> _Source document_

^^^^

Some weights of BertForTokenClassification were not initialized from the model checkpoint at bert-base-cased and are newly initialized: ['classifier.bias', 'classifier.weight']
You should probably TRAIN this model on a down-stream task to be able to use it for predictions and inference.


### --- ready for training via the HuggingFace Trainer API ---

### Metric Computation for NER (Precision / Recall / F1 using `seqeval`)


In [None]:
def align_predictions(predictions, label_ids):
    preds = np.argmax(predictions, axis=2)

    batch_size, seq_len = preds.shape
    pred_tags, true_tags = [], []

    for i in range(batch_size):
        p_tags, t_tags = [], []
        for j in range(seq_len):
            if label_ids[i, j] == -100: # ignore padded tokens where label = -100

                continue
            p_tags.append(id2label[preds[i, j]])  # Convert label IDs to tag strings using id2label
            t_tags.append(id2label[label_ids[i, j]])
        pred_tags.append(p_tags)
        true_tags.append(t_tags)
    return pred_tags, true_tags

def compute_metrics(p):
    preds, labels = p  # true tags -> ground-truth BIO labels per sentence
    pred_tags, true_tags = align_predictions(preds, labels) # pred tags -> predicted BIO labels per sentence
    return {
        "precision": precision_score(true_tags, pred_tags),
        "recall":    recall_score(true_tags, pred_tags),
        "f1":        f1_score(true_tags, pred_tags),
    }

### Configure Training Hyperparameters & Load Token-Classification Model

In [None]:
batch_size = 8

training_args = TrainingArguments(
    output_dir="/content/resume_ner_model",
    eval_strategy="epoch",
    save_strategy="epoch",
    report_to=[],
    learning_rate=3e-5,
    per_device_train_batch_size=batch_size,
    per_device_eval_batch_size=batch_size,
    num_train_epochs=5,
    weight_decay=0.01, # Regularization -> prevent overfitting
    logging_steps=100,
    load_best_model_at_end=True, # load best checkpoint based on f1 score
    metric_for_best_model="f1"
)

### loading a bert-base-cased


In [None]:
# initializing it for token classification using our custom BIO label set —
# so the model can predict COMPANY, ROLE, START_DATE and END_DATE (Work Experience)

^^^^

> _Data shown_
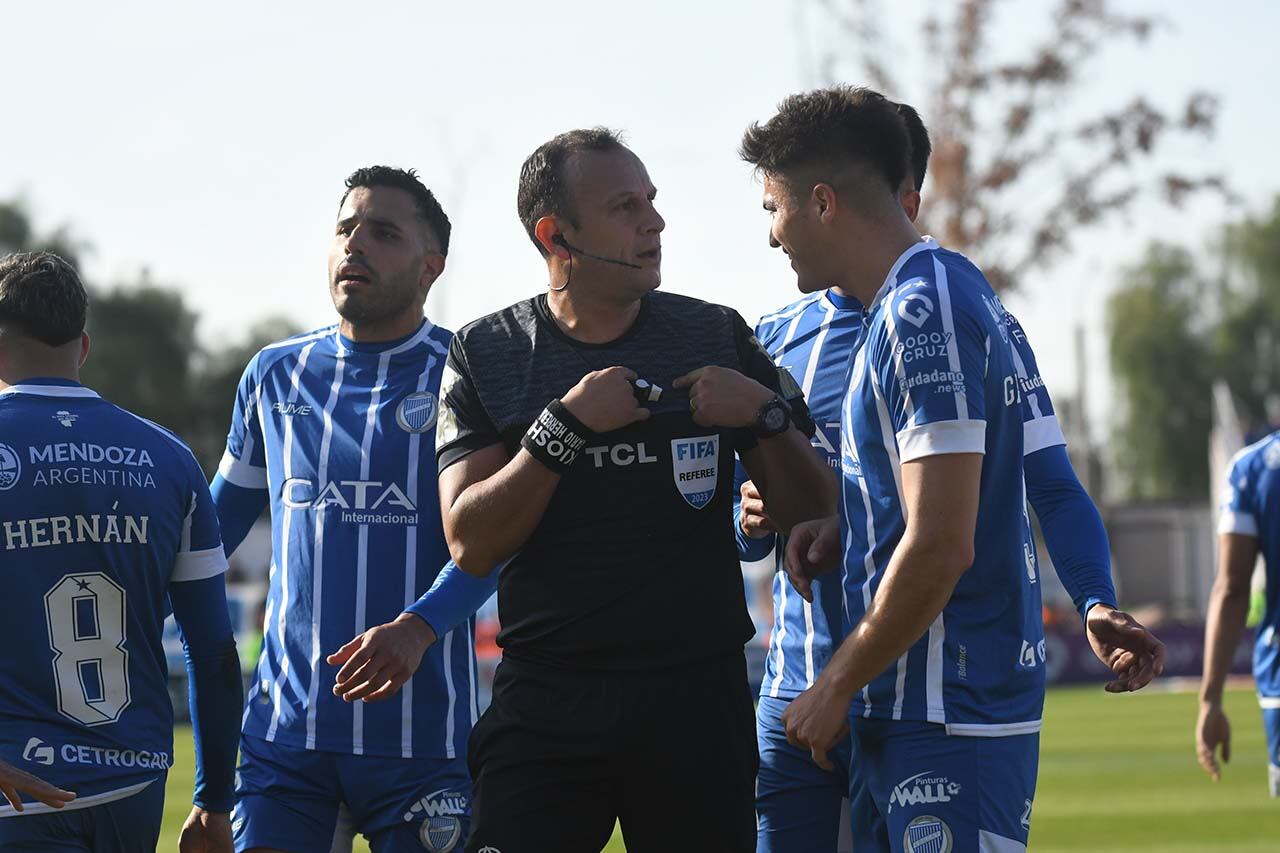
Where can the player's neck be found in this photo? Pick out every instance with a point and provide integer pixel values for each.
(873, 256)
(382, 331)
(586, 316)
(19, 368)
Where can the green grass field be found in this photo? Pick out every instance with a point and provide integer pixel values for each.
(1118, 775)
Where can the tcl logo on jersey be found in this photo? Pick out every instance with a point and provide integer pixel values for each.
(300, 493)
(621, 455)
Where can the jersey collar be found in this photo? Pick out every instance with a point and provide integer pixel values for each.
(45, 387)
(926, 243)
(380, 347)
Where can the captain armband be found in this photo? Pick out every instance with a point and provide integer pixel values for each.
(556, 438)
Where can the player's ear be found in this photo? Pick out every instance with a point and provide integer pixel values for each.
(910, 203)
(545, 231)
(824, 201)
(433, 267)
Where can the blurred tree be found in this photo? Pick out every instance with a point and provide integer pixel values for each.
(1162, 365)
(18, 235)
(218, 378)
(1247, 337)
(145, 354)
(1011, 176)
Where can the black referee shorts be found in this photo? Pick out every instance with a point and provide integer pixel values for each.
(561, 755)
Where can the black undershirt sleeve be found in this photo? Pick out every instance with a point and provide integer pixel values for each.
(464, 425)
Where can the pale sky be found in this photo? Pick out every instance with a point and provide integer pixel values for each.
(209, 144)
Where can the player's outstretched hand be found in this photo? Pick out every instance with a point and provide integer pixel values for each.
(754, 520)
(14, 783)
(1130, 651)
(206, 833)
(606, 400)
(816, 720)
(1212, 730)
(813, 550)
(378, 662)
(723, 397)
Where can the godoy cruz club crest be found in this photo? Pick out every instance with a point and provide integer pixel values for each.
(416, 413)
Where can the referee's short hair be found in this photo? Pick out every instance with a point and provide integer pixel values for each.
(543, 191)
(41, 297)
(828, 135)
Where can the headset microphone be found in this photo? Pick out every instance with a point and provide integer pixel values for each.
(560, 238)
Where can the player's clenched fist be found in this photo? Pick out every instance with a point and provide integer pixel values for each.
(813, 550)
(723, 397)
(754, 520)
(606, 400)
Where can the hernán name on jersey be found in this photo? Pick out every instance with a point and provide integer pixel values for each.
(71, 529)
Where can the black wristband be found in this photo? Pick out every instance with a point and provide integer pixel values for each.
(556, 438)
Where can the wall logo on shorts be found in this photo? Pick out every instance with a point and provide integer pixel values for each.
(695, 468)
(416, 413)
(10, 468)
(442, 825)
(927, 834)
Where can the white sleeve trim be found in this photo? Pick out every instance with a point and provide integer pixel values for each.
(1041, 433)
(242, 474)
(942, 437)
(1233, 521)
(197, 565)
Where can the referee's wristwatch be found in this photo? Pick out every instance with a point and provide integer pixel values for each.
(772, 419)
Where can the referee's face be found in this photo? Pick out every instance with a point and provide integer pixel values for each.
(613, 201)
(382, 261)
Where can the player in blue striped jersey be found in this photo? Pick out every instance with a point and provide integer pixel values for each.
(932, 433)
(334, 430)
(1248, 527)
(106, 523)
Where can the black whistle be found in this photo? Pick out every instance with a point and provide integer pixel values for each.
(645, 391)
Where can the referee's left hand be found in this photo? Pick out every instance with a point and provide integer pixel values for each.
(723, 397)
(378, 662)
(817, 720)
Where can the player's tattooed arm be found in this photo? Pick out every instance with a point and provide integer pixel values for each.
(14, 783)
(941, 506)
(1228, 610)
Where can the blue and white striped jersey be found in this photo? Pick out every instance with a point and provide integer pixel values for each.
(814, 338)
(936, 374)
(100, 511)
(1252, 507)
(341, 436)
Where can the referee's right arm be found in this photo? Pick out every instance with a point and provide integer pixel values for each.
(492, 501)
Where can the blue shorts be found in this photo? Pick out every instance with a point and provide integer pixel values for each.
(938, 792)
(801, 807)
(1271, 725)
(287, 798)
(128, 825)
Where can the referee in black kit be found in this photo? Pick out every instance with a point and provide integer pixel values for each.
(588, 436)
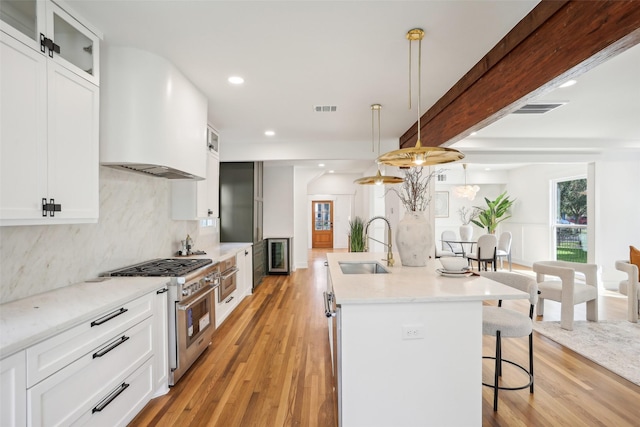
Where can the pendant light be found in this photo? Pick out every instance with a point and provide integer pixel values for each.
(378, 179)
(419, 155)
(466, 191)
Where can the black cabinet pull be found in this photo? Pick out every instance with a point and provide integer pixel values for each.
(110, 398)
(108, 317)
(50, 207)
(106, 350)
(48, 43)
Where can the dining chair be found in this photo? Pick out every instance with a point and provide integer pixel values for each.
(504, 248)
(567, 290)
(631, 288)
(485, 252)
(449, 243)
(503, 322)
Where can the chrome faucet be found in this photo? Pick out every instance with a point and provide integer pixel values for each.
(390, 260)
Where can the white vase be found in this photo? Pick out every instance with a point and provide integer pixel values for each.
(414, 239)
(466, 232)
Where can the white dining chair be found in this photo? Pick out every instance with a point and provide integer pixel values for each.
(631, 288)
(485, 251)
(567, 290)
(449, 243)
(504, 248)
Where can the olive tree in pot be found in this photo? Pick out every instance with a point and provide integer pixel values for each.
(356, 235)
(494, 213)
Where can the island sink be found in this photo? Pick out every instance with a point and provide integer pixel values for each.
(362, 267)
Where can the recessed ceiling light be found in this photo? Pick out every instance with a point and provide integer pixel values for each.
(236, 80)
(568, 83)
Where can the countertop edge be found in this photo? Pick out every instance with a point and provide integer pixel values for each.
(54, 316)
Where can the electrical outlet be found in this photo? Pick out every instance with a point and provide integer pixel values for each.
(412, 332)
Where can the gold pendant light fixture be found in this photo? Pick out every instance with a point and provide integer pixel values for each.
(378, 179)
(419, 155)
(466, 191)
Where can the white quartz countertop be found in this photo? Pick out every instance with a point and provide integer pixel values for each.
(409, 284)
(27, 321)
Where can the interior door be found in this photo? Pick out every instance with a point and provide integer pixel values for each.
(322, 224)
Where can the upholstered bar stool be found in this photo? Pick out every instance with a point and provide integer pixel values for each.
(502, 322)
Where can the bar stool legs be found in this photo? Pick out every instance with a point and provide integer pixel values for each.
(498, 370)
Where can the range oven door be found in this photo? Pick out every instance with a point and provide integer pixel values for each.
(227, 283)
(195, 322)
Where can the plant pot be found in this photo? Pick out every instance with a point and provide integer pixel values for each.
(414, 239)
(466, 232)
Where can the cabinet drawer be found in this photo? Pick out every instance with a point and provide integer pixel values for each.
(65, 396)
(50, 356)
(121, 404)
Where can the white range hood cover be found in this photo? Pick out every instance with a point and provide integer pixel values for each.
(152, 119)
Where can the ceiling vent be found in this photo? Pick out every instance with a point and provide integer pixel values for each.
(540, 108)
(325, 108)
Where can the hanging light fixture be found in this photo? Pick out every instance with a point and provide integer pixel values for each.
(466, 191)
(378, 179)
(419, 155)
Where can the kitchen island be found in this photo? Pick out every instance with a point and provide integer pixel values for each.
(408, 343)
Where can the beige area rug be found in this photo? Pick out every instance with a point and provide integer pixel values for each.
(612, 345)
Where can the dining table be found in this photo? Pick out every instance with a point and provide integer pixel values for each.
(471, 243)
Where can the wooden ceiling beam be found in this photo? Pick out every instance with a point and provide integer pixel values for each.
(556, 41)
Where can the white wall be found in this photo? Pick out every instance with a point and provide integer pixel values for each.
(278, 206)
(617, 213)
(134, 226)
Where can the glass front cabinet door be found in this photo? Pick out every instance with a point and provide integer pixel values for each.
(48, 28)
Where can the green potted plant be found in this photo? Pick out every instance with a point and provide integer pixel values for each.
(356, 235)
(494, 214)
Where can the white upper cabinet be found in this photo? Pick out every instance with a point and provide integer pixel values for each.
(48, 28)
(49, 127)
(192, 200)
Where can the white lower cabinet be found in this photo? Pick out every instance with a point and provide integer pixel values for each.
(99, 373)
(13, 397)
(161, 343)
(83, 386)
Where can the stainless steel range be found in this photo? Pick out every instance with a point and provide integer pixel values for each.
(191, 306)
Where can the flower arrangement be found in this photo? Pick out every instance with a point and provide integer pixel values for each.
(468, 215)
(413, 192)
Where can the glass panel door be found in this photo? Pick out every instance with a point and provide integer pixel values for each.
(323, 216)
(20, 20)
(571, 220)
(79, 47)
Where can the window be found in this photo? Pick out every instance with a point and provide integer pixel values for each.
(570, 215)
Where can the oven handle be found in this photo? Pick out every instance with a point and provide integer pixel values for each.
(195, 301)
(230, 272)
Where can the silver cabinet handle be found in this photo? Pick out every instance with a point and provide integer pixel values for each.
(195, 301)
(230, 272)
(110, 398)
(328, 297)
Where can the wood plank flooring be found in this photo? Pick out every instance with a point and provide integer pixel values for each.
(269, 365)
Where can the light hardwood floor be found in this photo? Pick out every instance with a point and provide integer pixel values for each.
(269, 365)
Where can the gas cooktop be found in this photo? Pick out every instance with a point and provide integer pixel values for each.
(167, 267)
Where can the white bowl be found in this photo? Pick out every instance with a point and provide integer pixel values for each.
(454, 263)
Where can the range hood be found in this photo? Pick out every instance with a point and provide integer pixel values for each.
(153, 120)
(155, 170)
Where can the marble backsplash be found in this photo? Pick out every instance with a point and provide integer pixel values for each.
(134, 226)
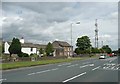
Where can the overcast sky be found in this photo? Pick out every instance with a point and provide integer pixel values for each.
(49, 21)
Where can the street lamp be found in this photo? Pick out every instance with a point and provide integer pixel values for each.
(71, 37)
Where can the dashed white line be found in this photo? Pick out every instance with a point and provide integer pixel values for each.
(73, 65)
(2, 79)
(74, 77)
(96, 68)
(43, 71)
(86, 62)
(54, 69)
(86, 65)
(64, 64)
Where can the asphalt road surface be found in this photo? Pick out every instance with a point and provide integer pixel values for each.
(90, 70)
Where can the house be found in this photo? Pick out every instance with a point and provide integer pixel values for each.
(28, 48)
(62, 48)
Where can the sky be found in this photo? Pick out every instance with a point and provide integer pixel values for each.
(43, 22)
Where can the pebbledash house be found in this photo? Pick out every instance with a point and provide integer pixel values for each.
(61, 48)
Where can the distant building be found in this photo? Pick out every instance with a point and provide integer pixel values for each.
(62, 48)
(28, 48)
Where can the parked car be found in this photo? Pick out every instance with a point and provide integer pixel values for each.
(102, 56)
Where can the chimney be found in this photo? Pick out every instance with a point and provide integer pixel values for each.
(22, 40)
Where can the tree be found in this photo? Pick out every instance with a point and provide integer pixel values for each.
(107, 49)
(49, 49)
(41, 51)
(83, 45)
(15, 47)
(96, 50)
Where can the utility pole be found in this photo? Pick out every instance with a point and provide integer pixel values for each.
(96, 34)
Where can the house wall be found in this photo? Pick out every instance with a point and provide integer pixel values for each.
(67, 51)
(25, 50)
(28, 50)
(6, 47)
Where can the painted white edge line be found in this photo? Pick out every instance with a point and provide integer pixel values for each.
(2, 79)
(74, 77)
(96, 68)
(43, 71)
(73, 65)
(64, 64)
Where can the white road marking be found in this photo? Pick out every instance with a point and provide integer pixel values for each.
(86, 62)
(54, 69)
(64, 64)
(96, 68)
(43, 71)
(74, 77)
(2, 79)
(91, 65)
(73, 65)
(31, 74)
(86, 65)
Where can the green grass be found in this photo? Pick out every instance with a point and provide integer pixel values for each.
(14, 65)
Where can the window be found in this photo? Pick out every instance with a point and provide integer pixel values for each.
(31, 49)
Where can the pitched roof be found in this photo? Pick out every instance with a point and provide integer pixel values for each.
(31, 45)
(59, 44)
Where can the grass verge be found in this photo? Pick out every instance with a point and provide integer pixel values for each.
(14, 65)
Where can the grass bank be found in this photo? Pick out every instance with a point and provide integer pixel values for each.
(14, 65)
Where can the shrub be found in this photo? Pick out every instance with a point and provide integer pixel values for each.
(23, 54)
(34, 55)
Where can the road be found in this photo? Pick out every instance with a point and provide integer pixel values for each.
(90, 70)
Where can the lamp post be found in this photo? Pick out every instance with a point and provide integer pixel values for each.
(71, 37)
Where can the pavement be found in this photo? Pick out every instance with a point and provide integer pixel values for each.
(90, 70)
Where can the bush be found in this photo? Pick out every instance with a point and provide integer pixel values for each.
(23, 55)
(34, 55)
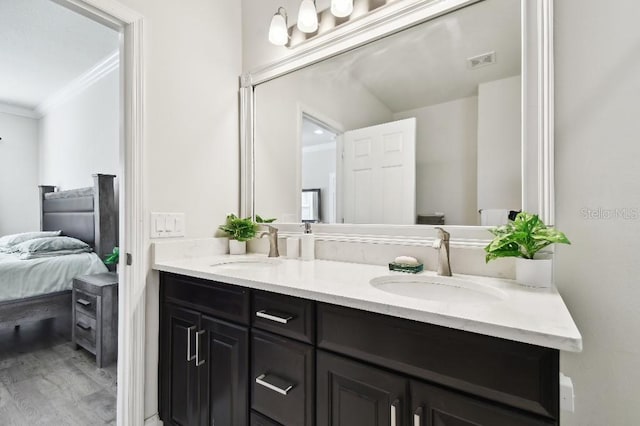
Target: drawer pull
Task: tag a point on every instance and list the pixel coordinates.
(83, 325)
(199, 362)
(274, 383)
(281, 318)
(189, 356)
(417, 417)
(394, 412)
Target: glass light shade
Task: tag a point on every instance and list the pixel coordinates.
(308, 17)
(341, 8)
(278, 31)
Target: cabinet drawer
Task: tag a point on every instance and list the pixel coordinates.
(435, 405)
(285, 315)
(282, 380)
(85, 331)
(220, 300)
(86, 303)
(517, 374)
(260, 420)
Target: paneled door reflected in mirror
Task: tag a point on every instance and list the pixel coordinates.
(456, 77)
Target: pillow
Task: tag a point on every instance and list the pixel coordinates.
(41, 254)
(50, 244)
(8, 241)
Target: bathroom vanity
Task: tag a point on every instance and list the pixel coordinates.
(254, 341)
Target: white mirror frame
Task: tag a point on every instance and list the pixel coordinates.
(537, 114)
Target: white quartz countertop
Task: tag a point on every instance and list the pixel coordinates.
(523, 314)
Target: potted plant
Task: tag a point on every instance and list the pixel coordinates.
(113, 258)
(523, 238)
(239, 231)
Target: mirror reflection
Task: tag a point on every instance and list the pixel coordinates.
(421, 127)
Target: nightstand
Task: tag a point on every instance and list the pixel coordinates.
(95, 315)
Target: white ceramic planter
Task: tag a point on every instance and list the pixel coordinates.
(237, 247)
(534, 272)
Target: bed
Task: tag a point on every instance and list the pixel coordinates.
(38, 289)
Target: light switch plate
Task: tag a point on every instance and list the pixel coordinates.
(167, 225)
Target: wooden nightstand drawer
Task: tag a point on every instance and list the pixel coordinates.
(85, 331)
(95, 315)
(86, 303)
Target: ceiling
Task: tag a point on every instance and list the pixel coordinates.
(315, 133)
(43, 47)
(427, 64)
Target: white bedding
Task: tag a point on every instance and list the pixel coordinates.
(20, 279)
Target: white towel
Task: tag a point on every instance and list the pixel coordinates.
(494, 217)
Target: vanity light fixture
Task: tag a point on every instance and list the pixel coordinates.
(341, 8)
(279, 30)
(308, 17)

^^^^

> _About this exercise_
Answer these questions about the NER training notebook:
1. Which two weights does the opening message list as newly initialized rather than loaded from the bert-base-cased checkpoint?
2. What label value marks the padded tokens that align_predictions skips?
3. What number of training epochs does the notebook set in TrainingArguments?

> _Written solution_
1. 'classifier.bias' and 'classifier.weight'
2. -100
3. 5